Task details: Quote the lines from the line holding "Category: wooden table" to the very end of the listing, exactly, and no others.

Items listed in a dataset

□ □ □ □ □ □ □

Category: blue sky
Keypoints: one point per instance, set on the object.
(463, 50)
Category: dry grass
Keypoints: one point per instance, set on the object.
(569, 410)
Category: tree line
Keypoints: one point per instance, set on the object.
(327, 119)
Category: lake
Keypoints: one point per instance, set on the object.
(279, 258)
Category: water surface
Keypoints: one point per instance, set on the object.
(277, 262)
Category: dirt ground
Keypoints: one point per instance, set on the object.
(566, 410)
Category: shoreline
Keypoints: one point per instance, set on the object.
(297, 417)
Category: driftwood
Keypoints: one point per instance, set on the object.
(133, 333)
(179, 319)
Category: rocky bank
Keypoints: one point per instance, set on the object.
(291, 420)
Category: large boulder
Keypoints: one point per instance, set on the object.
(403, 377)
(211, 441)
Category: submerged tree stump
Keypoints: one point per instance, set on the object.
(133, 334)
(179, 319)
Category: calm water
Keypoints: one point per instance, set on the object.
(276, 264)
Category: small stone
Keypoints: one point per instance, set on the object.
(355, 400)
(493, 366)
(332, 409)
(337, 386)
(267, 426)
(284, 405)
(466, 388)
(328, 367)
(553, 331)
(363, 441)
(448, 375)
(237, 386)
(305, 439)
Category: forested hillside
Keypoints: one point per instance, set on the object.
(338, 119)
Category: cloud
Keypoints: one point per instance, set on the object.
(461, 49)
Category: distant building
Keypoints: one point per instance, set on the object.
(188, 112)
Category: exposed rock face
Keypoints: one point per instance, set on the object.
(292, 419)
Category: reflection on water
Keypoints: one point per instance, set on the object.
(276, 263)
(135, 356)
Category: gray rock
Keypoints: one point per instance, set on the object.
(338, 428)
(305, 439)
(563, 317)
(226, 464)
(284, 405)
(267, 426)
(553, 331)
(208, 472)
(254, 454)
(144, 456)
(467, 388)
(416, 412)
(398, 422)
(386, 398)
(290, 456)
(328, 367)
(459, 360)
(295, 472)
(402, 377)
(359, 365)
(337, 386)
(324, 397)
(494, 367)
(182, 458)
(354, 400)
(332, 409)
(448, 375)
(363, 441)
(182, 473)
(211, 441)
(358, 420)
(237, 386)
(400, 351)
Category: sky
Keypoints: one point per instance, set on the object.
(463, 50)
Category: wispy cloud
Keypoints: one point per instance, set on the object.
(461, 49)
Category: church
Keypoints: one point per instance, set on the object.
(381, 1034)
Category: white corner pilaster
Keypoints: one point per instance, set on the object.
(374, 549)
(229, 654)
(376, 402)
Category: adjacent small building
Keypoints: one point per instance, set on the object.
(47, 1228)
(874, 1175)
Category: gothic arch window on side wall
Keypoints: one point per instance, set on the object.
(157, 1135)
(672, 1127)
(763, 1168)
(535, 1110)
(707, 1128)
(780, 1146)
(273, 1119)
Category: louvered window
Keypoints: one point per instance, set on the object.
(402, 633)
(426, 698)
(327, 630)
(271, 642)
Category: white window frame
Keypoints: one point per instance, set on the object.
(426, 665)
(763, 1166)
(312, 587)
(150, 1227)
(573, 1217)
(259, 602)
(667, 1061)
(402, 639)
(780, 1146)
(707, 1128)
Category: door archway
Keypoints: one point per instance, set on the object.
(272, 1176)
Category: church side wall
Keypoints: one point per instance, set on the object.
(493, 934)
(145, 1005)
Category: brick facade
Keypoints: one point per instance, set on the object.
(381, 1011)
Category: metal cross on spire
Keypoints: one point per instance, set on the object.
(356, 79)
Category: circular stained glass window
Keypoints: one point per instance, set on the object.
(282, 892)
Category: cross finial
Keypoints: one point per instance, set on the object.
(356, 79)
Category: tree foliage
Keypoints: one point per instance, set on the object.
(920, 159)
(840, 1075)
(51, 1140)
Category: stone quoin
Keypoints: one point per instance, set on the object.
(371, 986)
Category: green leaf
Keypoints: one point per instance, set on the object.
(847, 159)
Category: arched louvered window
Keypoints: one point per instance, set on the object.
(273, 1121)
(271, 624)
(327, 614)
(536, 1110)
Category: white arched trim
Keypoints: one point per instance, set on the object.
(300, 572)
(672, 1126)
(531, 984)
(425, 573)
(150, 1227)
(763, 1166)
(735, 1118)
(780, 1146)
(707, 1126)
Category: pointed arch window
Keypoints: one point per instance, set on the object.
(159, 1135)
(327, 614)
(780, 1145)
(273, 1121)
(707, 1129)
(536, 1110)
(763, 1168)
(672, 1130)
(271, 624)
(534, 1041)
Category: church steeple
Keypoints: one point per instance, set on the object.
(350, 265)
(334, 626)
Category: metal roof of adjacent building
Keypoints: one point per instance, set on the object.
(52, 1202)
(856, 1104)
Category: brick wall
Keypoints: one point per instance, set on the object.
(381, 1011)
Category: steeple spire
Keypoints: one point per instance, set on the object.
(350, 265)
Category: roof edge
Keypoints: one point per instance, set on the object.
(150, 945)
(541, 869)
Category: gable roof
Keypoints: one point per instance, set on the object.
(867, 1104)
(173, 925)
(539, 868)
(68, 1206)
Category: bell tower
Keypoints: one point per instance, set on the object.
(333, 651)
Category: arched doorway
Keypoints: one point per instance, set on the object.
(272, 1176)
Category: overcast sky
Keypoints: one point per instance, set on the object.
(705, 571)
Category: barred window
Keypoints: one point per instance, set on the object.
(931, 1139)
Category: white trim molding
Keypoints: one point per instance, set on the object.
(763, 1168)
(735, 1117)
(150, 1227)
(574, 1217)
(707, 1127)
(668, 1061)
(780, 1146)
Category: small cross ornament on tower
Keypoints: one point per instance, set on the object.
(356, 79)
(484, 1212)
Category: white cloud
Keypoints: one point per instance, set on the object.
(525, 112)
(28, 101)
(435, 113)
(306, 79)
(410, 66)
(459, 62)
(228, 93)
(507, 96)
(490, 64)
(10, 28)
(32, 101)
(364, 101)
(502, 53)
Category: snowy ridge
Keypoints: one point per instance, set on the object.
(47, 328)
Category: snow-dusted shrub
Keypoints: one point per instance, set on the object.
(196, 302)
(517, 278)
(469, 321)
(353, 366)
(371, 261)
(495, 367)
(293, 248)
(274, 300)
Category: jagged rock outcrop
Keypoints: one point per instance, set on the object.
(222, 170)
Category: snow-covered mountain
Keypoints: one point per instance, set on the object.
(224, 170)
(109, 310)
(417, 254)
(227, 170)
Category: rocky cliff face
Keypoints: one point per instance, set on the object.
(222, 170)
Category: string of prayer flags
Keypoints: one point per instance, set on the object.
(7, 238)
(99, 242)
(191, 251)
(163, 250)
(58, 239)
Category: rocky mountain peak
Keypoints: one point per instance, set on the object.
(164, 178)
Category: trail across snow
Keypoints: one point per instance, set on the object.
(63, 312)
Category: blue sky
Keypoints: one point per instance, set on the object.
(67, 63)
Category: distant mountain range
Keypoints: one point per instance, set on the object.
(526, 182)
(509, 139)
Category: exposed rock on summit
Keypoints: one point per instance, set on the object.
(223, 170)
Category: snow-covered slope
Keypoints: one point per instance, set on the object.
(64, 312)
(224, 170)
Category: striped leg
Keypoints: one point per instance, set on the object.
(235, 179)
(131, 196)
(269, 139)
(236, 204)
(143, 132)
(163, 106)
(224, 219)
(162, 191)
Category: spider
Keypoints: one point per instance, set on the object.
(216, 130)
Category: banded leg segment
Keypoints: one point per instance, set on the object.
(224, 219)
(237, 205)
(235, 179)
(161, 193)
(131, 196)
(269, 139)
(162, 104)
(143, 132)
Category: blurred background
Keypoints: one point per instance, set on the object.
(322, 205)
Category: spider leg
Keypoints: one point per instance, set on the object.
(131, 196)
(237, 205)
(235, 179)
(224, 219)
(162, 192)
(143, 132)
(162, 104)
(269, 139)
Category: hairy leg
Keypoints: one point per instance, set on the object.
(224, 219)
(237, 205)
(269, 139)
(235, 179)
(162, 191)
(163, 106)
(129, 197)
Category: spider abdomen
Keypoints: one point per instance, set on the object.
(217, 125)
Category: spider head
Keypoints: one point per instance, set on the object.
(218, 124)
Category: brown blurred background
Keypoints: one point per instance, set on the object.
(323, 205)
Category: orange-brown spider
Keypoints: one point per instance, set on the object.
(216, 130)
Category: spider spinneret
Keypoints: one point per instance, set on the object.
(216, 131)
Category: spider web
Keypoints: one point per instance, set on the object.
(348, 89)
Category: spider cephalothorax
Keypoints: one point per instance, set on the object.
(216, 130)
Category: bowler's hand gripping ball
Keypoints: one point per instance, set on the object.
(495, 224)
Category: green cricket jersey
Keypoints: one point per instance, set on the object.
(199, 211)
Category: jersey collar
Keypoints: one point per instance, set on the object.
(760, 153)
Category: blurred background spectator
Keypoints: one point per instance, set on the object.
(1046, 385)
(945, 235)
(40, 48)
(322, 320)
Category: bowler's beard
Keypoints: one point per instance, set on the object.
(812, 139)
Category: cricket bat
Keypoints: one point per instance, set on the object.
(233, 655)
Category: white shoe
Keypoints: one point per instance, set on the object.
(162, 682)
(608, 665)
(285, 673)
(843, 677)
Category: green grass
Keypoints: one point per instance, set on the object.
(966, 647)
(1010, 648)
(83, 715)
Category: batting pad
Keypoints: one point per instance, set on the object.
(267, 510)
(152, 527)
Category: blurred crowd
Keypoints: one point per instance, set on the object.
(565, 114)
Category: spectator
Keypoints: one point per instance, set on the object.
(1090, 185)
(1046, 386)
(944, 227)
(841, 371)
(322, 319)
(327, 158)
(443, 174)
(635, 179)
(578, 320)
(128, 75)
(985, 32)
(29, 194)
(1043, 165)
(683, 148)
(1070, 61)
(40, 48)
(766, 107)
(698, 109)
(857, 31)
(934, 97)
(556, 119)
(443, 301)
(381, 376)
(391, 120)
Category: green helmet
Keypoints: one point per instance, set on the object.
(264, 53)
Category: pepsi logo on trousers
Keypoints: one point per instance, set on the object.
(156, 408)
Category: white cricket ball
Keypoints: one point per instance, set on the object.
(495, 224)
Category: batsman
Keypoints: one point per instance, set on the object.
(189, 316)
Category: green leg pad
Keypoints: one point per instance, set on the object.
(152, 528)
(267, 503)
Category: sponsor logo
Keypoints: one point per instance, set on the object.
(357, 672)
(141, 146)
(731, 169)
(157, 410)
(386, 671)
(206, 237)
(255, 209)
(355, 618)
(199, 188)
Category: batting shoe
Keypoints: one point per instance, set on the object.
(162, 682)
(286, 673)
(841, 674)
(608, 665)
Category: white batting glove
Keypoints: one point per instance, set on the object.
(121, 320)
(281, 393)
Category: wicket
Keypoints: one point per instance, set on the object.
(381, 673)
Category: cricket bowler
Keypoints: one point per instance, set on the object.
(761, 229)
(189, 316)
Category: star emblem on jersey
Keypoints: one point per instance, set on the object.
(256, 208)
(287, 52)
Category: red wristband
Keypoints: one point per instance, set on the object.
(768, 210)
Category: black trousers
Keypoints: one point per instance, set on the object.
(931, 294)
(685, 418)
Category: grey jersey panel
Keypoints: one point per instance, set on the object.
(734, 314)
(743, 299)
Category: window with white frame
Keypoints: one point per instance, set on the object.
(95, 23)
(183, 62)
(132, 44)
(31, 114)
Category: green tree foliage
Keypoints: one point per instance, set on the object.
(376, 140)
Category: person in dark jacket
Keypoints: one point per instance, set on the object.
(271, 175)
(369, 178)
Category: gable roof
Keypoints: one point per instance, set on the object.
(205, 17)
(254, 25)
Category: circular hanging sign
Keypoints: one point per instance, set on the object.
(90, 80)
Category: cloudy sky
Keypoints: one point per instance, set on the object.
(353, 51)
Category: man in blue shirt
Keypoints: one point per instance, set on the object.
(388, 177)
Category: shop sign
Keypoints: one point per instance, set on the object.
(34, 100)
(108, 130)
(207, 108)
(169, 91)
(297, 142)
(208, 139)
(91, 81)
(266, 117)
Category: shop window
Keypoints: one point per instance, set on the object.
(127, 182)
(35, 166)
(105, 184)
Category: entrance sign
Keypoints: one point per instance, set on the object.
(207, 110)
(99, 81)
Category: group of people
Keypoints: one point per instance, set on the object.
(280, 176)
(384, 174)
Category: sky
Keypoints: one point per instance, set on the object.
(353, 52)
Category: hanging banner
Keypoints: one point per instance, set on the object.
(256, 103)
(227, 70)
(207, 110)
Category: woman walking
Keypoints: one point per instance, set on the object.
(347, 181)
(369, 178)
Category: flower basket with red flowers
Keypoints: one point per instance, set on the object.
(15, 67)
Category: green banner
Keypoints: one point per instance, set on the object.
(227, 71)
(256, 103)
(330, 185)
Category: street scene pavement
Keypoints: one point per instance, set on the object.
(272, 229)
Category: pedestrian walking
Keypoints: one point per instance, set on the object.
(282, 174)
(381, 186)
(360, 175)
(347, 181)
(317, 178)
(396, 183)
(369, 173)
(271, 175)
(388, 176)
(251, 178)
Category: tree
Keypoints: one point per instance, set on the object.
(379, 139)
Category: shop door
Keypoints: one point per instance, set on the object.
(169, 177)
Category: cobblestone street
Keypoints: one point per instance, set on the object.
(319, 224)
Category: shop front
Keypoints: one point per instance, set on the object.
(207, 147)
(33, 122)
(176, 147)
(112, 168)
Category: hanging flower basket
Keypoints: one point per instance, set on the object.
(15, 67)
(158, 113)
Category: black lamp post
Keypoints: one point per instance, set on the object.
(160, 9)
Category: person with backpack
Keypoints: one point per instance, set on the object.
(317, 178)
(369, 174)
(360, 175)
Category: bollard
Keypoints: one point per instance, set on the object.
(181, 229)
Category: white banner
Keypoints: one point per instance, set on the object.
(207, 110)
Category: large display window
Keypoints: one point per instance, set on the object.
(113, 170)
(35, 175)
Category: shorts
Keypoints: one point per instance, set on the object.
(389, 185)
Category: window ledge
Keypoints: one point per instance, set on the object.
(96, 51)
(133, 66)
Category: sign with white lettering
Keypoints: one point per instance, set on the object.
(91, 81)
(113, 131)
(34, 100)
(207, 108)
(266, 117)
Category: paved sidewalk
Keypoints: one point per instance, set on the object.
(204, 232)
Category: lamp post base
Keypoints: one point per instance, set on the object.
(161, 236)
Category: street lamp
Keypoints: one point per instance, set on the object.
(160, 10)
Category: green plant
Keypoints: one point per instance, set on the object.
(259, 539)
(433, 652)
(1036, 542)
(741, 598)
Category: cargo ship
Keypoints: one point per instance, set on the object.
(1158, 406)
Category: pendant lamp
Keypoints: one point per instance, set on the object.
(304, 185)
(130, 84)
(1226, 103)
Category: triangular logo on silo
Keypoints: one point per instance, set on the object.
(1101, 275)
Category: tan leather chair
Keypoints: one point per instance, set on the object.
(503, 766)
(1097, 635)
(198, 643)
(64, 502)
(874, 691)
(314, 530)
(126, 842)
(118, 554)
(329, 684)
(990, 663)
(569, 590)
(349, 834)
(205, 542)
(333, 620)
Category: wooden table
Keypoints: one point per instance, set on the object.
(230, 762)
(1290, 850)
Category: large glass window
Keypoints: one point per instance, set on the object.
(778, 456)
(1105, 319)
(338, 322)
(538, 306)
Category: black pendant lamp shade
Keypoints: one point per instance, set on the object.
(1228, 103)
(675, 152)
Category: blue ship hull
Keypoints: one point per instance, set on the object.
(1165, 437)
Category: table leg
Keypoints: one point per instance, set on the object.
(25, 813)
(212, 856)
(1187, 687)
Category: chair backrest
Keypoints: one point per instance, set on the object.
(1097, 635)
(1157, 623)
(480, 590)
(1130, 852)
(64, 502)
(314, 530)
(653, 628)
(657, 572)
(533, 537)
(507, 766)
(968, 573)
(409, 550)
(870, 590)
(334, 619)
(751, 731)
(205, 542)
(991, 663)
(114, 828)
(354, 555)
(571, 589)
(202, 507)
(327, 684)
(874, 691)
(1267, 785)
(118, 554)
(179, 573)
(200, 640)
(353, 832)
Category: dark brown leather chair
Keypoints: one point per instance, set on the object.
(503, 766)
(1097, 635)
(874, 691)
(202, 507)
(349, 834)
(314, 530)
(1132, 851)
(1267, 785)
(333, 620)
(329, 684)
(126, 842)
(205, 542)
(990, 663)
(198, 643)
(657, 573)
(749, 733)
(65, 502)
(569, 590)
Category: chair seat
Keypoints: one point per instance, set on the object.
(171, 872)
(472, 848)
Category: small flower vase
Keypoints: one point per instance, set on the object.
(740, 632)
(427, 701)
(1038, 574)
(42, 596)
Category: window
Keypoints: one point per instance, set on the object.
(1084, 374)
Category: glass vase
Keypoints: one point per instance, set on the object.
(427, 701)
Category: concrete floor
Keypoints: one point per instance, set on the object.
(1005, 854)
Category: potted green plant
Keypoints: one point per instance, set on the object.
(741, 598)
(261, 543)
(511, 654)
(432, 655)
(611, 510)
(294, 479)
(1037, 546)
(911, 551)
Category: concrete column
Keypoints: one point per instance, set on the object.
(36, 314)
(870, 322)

□ □ □ □ □ □ □

Written reply:
Category: wooden table
Keypoints: one point per instance, set on the object.
(230, 762)
(1290, 850)
Category: large glass window
Keypoints: one point per instance, set on the object.
(778, 456)
(1105, 319)
(338, 322)
(538, 306)
Category: black pendant lamp shade
Keypoints: one point per instance, set on the object.
(1228, 103)
(675, 152)
Category: blue ship hull
Keypoints: one point per instance, set on the object.
(1165, 437)
Category: table leg
Keypoints: one point per instance, set on the object.
(25, 813)
(212, 856)
(1187, 687)
Category: chair backrest
Keypoints: one point per instance, set on the object.
(1097, 635)
(1157, 623)
(480, 590)
(1130, 852)
(64, 502)
(314, 530)
(653, 628)
(657, 572)
(533, 537)
(507, 766)
(968, 573)
(409, 550)
(870, 590)
(334, 619)
(751, 731)
(205, 542)
(991, 663)
(114, 828)
(354, 555)
(571, 589)
(202, 507)
(327, 684)
(874, 691)
(1267, 785)
(118, 554)
(179, 573)
(200, 640)
(353, 832)
Category: dark brown leather chair
Keypoints: one point per instance, set on the object.
(503, 766)
(1097, 635)
(874, 691)
(202, 507)
(349, 834)
(314, 530)
(1132, 851)
(1267, 785)
(333, 620)
(329, 684)
(126, 842)
(205, 542)
(990, 663)
(198, 643)
(657, 573)
(749, 733)
(65, 502)
(569, 590)
Category: chair seat
Keypoints: one point per instance, set on the object.
(171, 872)
(472, 848)
Category: small flower vase
Keypoints: one point per instance, set on the object.
(740, 632)
(427, 701)
(1038, 574)
(42, 596)
Category: window
Keypoints: one point per instance, set on the object.
(1084, 374)
Category: glass vase
Keypoints: one point per instance, set on the object.
(427, 701)
Category: concrete floor
Keypoints: one point per instance, set on the object.
(1005, 854)
Category: potted green plant
Keypoints: one point per instance, set on the object.
(741, 598)
(261, 543)
(511, 654)
(432, 655)
(611, 510)
(294, 479)
(1037, 546)
(911, 551)
Category: concrete column
Keypoints: one point per instance, set on the object.
(36, 314)
(870, 322)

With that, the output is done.